Directions:
Copy the entries word for word, from the start of the entries through the line containing "(302, 1190)", including that line. Leave the pictures out of your answer.

[Entries from a point annotation set]
######
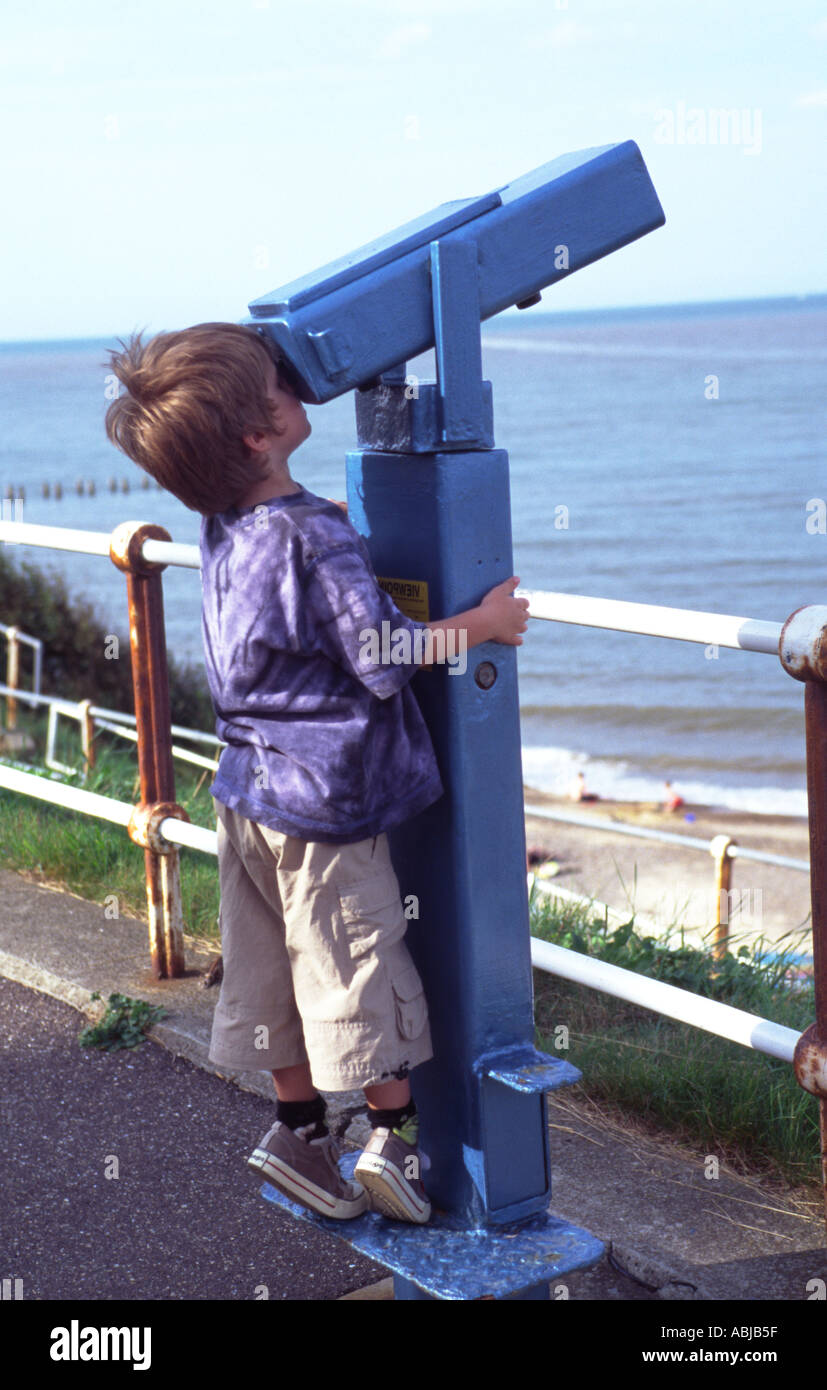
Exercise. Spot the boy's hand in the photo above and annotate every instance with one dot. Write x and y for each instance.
(506, 613)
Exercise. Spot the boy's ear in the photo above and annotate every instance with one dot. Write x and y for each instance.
(257, 442)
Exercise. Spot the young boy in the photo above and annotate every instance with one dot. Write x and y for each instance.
(327, 751)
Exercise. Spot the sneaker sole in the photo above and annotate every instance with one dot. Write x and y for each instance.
(388, 1190)
(302, 1190)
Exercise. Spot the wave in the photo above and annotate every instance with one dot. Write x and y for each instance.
(552, 770)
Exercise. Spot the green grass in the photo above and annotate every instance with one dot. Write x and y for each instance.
(96, 859)
(740, 1105)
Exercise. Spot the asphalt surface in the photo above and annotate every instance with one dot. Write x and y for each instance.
(182, 1219)
(184, 1216)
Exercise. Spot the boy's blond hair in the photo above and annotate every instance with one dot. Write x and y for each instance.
(191, 399)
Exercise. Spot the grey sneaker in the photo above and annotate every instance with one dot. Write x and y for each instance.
(307, 1172)
(389, 1168)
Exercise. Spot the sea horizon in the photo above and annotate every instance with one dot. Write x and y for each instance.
(659, 453)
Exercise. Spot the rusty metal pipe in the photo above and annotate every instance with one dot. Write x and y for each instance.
(154, 740)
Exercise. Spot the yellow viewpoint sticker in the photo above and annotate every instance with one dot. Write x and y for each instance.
(409, 595)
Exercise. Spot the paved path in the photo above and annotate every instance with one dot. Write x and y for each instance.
(184, 1218)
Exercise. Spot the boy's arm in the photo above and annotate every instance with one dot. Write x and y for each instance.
(499, 617)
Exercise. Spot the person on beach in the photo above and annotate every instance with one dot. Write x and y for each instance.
(578, 792)
(325, 752)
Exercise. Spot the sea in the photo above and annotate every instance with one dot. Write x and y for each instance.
(670, 455)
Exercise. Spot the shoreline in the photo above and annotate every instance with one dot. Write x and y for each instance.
(672, 884)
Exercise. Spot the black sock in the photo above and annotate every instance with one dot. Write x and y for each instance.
(392, 1119)
(298, 1114)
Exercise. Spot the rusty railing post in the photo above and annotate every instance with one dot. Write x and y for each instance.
(11, 674)
(802, 649)
(148, 647)
(719, 849)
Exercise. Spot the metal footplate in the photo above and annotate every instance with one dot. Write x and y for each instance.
(446, 1261)
(527, 1070)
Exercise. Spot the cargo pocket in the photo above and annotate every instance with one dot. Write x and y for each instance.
(371, 912)
(409, 1000)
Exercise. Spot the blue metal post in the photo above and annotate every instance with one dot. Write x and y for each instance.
(430, 494)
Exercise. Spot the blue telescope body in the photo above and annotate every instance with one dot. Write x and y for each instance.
(430, 495)
(357, 317)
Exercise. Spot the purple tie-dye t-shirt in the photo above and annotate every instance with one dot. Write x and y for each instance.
(324, 744)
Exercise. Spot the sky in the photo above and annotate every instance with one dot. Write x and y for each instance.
(166, 161)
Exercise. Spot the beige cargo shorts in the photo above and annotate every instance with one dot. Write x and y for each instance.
(314, 963)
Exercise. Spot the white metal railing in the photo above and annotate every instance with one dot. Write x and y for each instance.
(709, 1015)
(683, 624)
(106, 808)
(13, 635)
(747, 634)
(109, 719)
(666, 837)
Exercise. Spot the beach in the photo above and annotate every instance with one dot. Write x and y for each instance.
(669, 886)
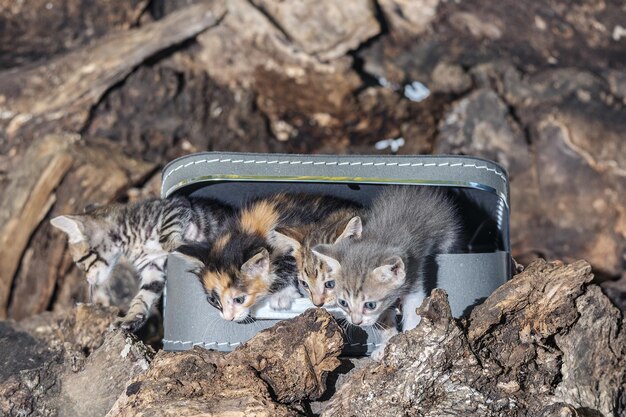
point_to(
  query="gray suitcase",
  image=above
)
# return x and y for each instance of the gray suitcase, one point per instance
(189, 320)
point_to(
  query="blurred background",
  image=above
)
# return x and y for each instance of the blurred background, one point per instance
(96, 96)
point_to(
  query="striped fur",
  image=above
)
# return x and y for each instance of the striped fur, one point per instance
(314, 275)
(231, 283)
(143, 233)
(406, 227)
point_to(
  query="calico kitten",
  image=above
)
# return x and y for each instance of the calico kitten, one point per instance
(143, 233)
(383, 262)
(313, 275)
(252, 261)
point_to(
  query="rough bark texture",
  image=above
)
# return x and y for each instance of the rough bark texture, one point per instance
(545, 344)
(267, 376)
(95, 97)
(538, 87)
(67, 364)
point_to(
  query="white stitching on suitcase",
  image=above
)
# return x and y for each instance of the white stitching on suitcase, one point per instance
(206, 344)
(443, 164)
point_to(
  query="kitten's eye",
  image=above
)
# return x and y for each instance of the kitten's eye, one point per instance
(370, 305)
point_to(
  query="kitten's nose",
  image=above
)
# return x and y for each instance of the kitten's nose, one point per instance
(317, 302)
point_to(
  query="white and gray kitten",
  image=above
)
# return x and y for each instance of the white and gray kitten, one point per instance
(377, 265)
(143, 233)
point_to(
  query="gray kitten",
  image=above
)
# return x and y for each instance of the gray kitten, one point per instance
(376, 265)
(143, 233)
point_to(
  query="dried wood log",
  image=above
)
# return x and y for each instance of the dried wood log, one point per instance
(66, 364)
(39, 29)
(66, 87)
(63, 176)
(30, 187)
(267, 376)
(547, 343)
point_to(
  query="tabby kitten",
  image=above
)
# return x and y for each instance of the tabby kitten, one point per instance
(143, 233)
(252, 261)
(385, 261)
(313, 275)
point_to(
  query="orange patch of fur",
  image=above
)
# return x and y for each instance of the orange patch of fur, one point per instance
(260, 218)
(220, 243)
(215, 280)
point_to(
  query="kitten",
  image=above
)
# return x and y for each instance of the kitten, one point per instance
(143, 233)
(252, 261)
(375, 266)
(313, 275)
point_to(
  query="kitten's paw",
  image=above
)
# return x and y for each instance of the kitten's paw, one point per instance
(281, 302)
(131, 323)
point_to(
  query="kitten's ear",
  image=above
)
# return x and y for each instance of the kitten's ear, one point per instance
(258, 265)
(193, 254)
(283, 242)
(325, 254)
(73, 226)
(392, 271)
(353, 230)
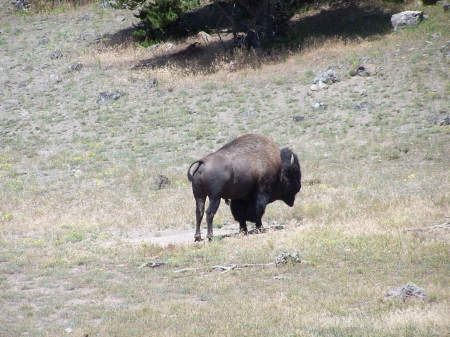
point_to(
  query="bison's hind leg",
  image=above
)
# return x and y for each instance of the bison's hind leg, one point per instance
(256, 209)
(239, 210)
(200, 211)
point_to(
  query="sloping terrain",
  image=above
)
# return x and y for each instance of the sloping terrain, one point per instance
(80, 209)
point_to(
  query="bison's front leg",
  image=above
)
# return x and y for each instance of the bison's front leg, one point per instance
(239, 210)
(256, 210)
(210, 212)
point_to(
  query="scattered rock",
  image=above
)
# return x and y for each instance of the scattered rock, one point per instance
(83, 36)
(43, 41)
(152, 264)
(364, 70)
(406, 19)
(75, 67)
(410, 290)
(286, 257)
(21, 4)
(440, 120)
(319, 106)
(107, 4)
(205, 38)
(104, 97)
(298, 118)
(444, 4)
(56, 55)
(55, 78)
(42, 66)
(160, 181)
(151, 83)
(363, 106)
(328, 77)
(249, 114)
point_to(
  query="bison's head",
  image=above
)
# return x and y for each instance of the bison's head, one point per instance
(290, 180)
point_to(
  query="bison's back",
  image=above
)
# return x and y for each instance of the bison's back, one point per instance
(255, 153)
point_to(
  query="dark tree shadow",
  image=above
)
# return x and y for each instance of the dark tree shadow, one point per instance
(347, 22)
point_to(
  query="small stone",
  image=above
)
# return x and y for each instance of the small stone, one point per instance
(75, 67)
(286, 257)
(56, 55)
(298, 118)
(363, 106)
(160, 181)
(104, 97)
(410, 290)
(319, 106)
(151, 83)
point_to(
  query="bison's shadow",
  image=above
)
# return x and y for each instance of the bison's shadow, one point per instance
(254, 231)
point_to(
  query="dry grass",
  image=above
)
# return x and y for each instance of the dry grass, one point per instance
(71, 242)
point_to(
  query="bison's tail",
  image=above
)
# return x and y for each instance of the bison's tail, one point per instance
(191, 176)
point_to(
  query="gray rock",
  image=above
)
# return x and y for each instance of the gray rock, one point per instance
(406, 19)
(21, 4)
(42, 66)
(410, 290)
(298, 118)
(160, 181)
(444, 4)
(440, 120)
(55, 78)
(286, 257)
(364, 70)
(319, 106)
(363, 106)
(151, 83)
(104, 97)
(249, 114)
(328, 77)
(43, 41)
(75, 67)
(56, 55)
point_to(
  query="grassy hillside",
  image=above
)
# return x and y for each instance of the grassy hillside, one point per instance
(79, 212)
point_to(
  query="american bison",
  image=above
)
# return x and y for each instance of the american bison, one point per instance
(249, 173)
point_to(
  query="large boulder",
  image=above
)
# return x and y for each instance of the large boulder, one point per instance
(406, 19)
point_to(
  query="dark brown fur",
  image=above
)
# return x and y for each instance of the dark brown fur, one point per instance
(250, 172)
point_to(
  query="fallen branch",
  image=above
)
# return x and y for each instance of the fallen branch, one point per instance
(235, 266)
(429, 227)
(225, 269)
(151, 264)
(184, 270)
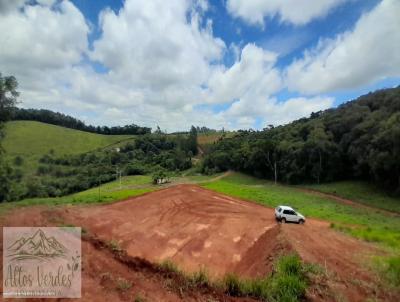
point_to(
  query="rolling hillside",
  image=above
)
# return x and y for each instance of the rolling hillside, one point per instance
(31, 140)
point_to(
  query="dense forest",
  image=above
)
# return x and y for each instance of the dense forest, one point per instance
(60, 119)
(358, 140)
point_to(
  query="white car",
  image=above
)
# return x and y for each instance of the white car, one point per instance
(287, 214)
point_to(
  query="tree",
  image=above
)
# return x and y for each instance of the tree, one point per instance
(8, 99)
(8, 96)
(192, 140)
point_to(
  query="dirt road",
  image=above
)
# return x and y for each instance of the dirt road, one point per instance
(196, 228)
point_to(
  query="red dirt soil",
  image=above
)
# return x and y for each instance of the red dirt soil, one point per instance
(195, 228)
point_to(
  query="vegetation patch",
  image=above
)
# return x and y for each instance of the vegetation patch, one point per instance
(360, 191)
(288, 282)
(363, 223)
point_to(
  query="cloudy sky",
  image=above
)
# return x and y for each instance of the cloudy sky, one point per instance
(219, 63)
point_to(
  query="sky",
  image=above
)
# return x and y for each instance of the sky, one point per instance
(236, 64)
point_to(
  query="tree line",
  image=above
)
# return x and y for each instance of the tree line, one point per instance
(358, 140)
(60, 119)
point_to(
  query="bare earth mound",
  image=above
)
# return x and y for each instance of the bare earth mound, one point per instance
(196, 228)
(189, 225)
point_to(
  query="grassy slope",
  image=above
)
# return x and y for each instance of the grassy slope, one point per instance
(113, 191)
(361, 192)
(130, 186)
(31, 140)
(363, 223)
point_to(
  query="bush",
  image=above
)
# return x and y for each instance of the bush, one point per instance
(135, 169)
(287, 283)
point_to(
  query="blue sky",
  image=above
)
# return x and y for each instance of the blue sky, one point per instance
(222, 63)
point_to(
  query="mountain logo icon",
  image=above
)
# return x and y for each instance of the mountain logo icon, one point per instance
(37, 247)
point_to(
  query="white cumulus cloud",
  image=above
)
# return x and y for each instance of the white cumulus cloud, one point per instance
(363, 55)
(298, 12)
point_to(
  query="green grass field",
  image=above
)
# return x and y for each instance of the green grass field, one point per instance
(367, 224)
(361, 192)
(31, 140)
(130, 186)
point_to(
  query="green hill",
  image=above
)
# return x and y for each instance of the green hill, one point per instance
(31, 140)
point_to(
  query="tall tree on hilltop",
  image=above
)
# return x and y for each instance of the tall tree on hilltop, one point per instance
(8, 99)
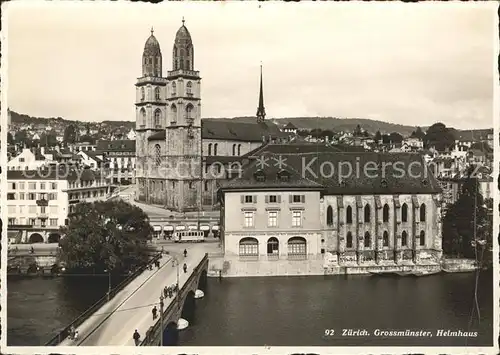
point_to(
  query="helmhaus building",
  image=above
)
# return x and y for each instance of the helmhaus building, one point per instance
(292, 213)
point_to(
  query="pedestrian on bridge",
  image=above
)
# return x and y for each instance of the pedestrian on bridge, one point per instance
(136, 337)
(155, 312)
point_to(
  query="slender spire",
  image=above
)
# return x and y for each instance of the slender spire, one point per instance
(261, 111)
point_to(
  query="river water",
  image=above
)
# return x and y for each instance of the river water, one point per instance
(284, 311)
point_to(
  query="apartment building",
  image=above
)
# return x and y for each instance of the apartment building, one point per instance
(39, 201)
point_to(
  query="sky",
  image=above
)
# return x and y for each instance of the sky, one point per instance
(411, 64)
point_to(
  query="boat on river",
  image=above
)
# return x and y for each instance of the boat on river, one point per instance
(404, 273)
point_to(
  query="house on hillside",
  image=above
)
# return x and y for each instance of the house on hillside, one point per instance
(290, 128)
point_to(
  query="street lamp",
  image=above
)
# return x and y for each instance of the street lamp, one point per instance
(175, 263)
(161, 318)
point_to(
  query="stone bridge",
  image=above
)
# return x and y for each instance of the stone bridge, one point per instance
(164, 331)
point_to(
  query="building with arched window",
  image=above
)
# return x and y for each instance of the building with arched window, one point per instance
(296, 216)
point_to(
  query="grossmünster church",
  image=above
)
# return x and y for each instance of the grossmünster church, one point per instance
(182, 158)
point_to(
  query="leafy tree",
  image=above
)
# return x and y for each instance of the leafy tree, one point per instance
(418, 133)
(440, 137)
(70, 134)
(467, 220)
(316, 133)
(105, 235)
(48, 139)
(395, 137)
(357, 131)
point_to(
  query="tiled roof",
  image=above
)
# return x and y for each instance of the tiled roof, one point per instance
(122, 145)
(219, 129)
(94, 156)
(271, 177)
(403, 173)
(54, 173)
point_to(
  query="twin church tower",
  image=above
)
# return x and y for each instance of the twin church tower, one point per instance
(168, 125)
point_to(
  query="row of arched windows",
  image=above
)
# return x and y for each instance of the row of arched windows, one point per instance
(157, 93)
(367, 242)
(157, 122)
(367, 214)
(215, 145)
(296, 246)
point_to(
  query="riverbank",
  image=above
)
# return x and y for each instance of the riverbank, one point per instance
(221, 266)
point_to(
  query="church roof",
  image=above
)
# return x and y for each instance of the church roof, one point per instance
(120, 145)
(183, 36)
(229, 130)
(378, 173)
(152, 46)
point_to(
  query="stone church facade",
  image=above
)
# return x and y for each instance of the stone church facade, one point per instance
(180, 157)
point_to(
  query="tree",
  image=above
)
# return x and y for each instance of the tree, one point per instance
(70, 134)
(440, 137)
(48, 140)
(467, 221)
(395, 137)
(357, 131)
(418, 133)
(105, 235)
(10, 139)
######
Written response:
Exercise. Spot the boy's hand in the photo above and annotate every instance with one dot. Write x and y for each instance.
(506, 613)
Exercise. Spot the boy's ear in the photo above and annotate every instance with one dot. Write x and y for each instance.
(257, 442)
Exercise. Spot the young boy in the photo above and annotate every instance with one dot. Write x and y for each instance.
(327, 751)
Exercise. Spot the sneaker sole in the photo above and annotate every instance with one dot. Write x and y for each instance.
(388, 1190)
(302, 1190)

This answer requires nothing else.